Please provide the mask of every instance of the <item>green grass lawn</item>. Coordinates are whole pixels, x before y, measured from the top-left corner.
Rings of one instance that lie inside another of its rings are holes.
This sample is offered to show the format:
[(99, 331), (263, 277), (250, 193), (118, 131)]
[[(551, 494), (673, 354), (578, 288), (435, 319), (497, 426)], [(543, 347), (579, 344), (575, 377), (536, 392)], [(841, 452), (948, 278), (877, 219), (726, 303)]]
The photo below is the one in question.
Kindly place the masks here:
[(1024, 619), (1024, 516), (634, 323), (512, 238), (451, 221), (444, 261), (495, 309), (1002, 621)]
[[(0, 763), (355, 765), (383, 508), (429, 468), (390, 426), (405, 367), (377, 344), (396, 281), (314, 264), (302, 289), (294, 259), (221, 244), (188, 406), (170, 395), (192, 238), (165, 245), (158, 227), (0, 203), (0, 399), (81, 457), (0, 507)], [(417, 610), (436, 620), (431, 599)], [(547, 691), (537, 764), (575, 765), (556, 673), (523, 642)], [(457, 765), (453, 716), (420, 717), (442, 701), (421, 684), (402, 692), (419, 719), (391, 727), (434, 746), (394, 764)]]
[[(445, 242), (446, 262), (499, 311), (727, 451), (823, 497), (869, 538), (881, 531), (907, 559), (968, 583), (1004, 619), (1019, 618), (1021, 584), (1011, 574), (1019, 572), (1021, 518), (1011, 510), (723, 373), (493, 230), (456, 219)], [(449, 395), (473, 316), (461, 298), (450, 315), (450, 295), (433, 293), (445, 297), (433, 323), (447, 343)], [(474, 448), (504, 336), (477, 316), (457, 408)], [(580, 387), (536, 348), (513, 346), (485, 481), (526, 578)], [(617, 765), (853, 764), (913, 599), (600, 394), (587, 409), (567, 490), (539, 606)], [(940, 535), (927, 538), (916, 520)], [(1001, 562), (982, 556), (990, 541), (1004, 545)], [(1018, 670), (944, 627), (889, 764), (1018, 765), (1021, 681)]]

···

The records above should be transcribed in full, with no differences.

Please provide the mask of every instance of the <item>green grass lawn</item>. Coordinates are whole pixels, x before y, measured from the top-left corner.
Rings of one instance that lie inside another of its rings are holes.
This sample is offered to show the format:
[(99, 331), (263, 277), (250, 193), (118, 131)]
[[(551, 494), (673, 354), (578, 288), (435, 319), (497, 426)], [(543, 347), (579, 344), (575, 377), (536, 392)], [(841, 452), (948, 278), (877, 219), (726, 303)]]
The photo below is the one in question.
Kindly place the masks here:
[(1024, 619), (1024, 516), (634, 323), (512, 238), (451, 221), (444, 261), (495, 309), (1002, 621)]
[[(0, 763), (355, 765), (383, 508), (429, 468), (390, 426), (405, 367), (377, 344), (396, 281), (314, 264), (302, 289), (294, 259), (221, 244), (188, 406), (170, 395), (192, 238), (165, 245), (158, 227), (0, 203), (0, 399), (81, 457), (0, 507)], [(417, 610), (436, 620), (431, 599)], [(547, 691), (537, 764), (575, 765), (556, 673), (523, 642)], [(457, 765), (453, 716), (420, 717), (442, 701), (421, 684), (402, 692), (419, 719), (391, 727), (434, 746), (394, 764)]]
[[(445, 242), (446, 262), (499, 311), (727, 451), (823, 497), (869, 538), (881, 531), (907, 559), (968, 583), (1004, 619), (1019, 618), (1021, 584), (1011, 574), (1019, 572), (1021, 518), (1011, 510), (723, 373), (493, 230), (456, 219)], [(449, 395), (473, 316), (461, 298), (450, 315), (450, 295), (433, 293), (445, 297), (433, 323), (447, 343)], [(474, 448), (504, 336), (477, 316), (457, 408)], [(580, 387), (536, 348), (513, 346), (485, 481), (526, 578)], [(617, 765), (853, 764), (913, 599), (600, 394), (587, 409), (567, 490), (539, 606)], [(940, 535), (927, 538), (916, 520)], [(1001, 562), (982, 556), (990, 541), (1004, 545)], [(1018, 670), (944, 627), (889, 764), (1018, 765), (1021, 681)]]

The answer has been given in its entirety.